──────── Extract

The diagnostic procedure of choice for meningioma is a gadolinium-enhanced MRI. On T1-weighted images prior to gadolinium, 65% of tumors were isointense, and 35% hypointense when compared to gray matter of the brain (Elster et al 1989). On T2-weighted images, 47% were isointense with gray matter, 35% hyperintense, and 18% hypointense. In 1 series, fibroblastic and transitional meningiomas were found more often to be hypointense, whereas meningothelial and angioblastic meningiomas were hyperintense relative to brain gray matter (Elster et al 1989). On T1-weighted images with gadolinium, these tumors typically enhance diffusely and homogeneously. The dural tail of a meningioma can be visualized to guide the surgeon in extent of resection. MRI can image vascular and neural distortion and invasion of blood vessels, particularly in the optic nerve, tuberculum sellae, and medial sphenoid ridge, and guide the neurosurgeon. Postoperatively, MRI is useful in looking for residual tumor, as such a finding would require either further monitoring or additional treatment (Newman 1994). Preliminary reports of diffusion imaging found atypical and malignant meningiomas to have lower average diffusion coefficients and to be hyperintensive on diffusion weighted images, as compared to benign meningiomas (Filippi et al 2001). Apparent diffusion coefficients correlated with tumor cellularity and were highest in benign meningiomas (Kono et al 2001).
MR perfusion is being investigated with regards to its utility in differentiated extra-axial tumors. According to a small case series, a dural-based tumor with low perfusion should suggest an alternative diagnosis to a meningioma, such as a dural metastasis (Zimny and Sasiadek 2010). Additionally, intraventricular tumors with low perfusion parameters should also suggest against the diagnosis of meningioma.

────────────────
──────── Record extracts

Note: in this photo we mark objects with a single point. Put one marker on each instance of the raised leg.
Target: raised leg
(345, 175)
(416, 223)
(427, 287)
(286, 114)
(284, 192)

────────────────

[Exercise set]:
a) What does the meningioma imaging text name as the diagnostic procedure of choice for meningioma?
b) From the meningioma imaging text, return everything from "MR perfusion is" down to "diagnosis of meningioma.".

[Results for the exercise]:
a) A gadolinium-enhanced MRI.

b)
MR perfusion is being investigated with regards to its utility in differentiated extra-axial tumors. According to a small case series, a dural-based tumor with low perfusion should suggest an alternative diagnosis to a meningioma, such as a dural metastasis (Zimny and Sasiadek 2010). Additionally, intraventricular tumors with low perfusion parameters should also suggest against the diagnosis of meningioma.